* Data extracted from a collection
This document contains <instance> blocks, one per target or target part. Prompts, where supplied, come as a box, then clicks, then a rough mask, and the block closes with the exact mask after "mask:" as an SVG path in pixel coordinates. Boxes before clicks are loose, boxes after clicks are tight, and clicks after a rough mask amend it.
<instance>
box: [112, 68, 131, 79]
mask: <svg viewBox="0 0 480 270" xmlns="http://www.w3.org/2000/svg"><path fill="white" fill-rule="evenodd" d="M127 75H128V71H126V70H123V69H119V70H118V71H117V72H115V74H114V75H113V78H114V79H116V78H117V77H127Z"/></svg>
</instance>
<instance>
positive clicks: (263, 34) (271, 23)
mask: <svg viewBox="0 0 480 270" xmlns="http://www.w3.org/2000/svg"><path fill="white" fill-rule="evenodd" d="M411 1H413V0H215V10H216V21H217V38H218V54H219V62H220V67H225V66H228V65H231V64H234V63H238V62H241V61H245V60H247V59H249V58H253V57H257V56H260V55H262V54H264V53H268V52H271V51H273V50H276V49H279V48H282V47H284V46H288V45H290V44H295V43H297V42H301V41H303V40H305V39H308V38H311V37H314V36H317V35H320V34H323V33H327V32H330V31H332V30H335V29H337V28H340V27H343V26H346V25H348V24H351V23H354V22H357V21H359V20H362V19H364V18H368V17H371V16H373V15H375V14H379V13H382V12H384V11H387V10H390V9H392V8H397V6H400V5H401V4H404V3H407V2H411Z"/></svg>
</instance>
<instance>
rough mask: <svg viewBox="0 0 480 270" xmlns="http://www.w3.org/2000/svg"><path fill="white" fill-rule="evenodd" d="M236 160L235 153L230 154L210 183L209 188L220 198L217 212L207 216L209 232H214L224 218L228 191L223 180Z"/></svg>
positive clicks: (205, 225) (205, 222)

* Problem
Output the records exactly.

* Solution to this problem
This document contains <instance> blocks, one per target or target part. Prompts, where supplied, come as a box, then clicks, then a rough mask, and the block closes with the exact mask after "mask:" as an SVG path in pixel coordinates. Boxes before clicks are loose, boxes after clicks are tight, and clicks after a rough mask amend it.
<instance>
box: [112, 68, 131, 79]
mask: <svg viewBox="0 0 480 270" xmlns="http://www.w3.org/2000/svg"><path fill="white" fill-rule="evenodd" d="M127 75H128V71H126V70H123V69H119V70H118V71H117V72H115V74H114V75H113V78H114V79H116V78H117V77H127Z"/></svg>
</instance>
<instance>
positive clicks: (263, 34) (271, 23)
mask: <svg viewBox="0 0 480 270" xmlns="http://www.w3.org/2000/svg"><path fill="white" fill-rule="evenodd" d="M411 1H413V0H215V10H216V21H217V38H218V54H219V62H220V67H225V66H228V65H231V64H234V63H238V62H241V61H245V60H247V59H249V58H253V57H257V56H260V55H262V54H264V53H268V52H271V51H273V50H276V49H279V48H282V47H284V46H288V45H290V44H295V43H297V42H301V41H303V40H305V39H308V38H311V37H314V36H317V35H320V34H323V33H327V32H330V31H332V30H335V29H337V28H340V27H343V26H346V25H348V24H351V23H354V22H357V21H359V20H362V19H364V18H368V17H371V16H373V15H375V14H379V13H382V12H384V11H387V10H390V9H392V8H397V6H400V5H401V4H404V3H407V2H411Z"/></svg>
</instance>
<instance>
rough mask: <svg viewBox="0 0 480 270" xmlns="http://www.w3.org/2000/svg"><path fill="white" fill-rule="evenodd" d="M236 160L235 153L230 154L210 183L209 188L220 198L217 212L207 216L209 232H214L224 218L228 191L223 180Z"/></svg>
positive clicks: (205, 225) (205, 222)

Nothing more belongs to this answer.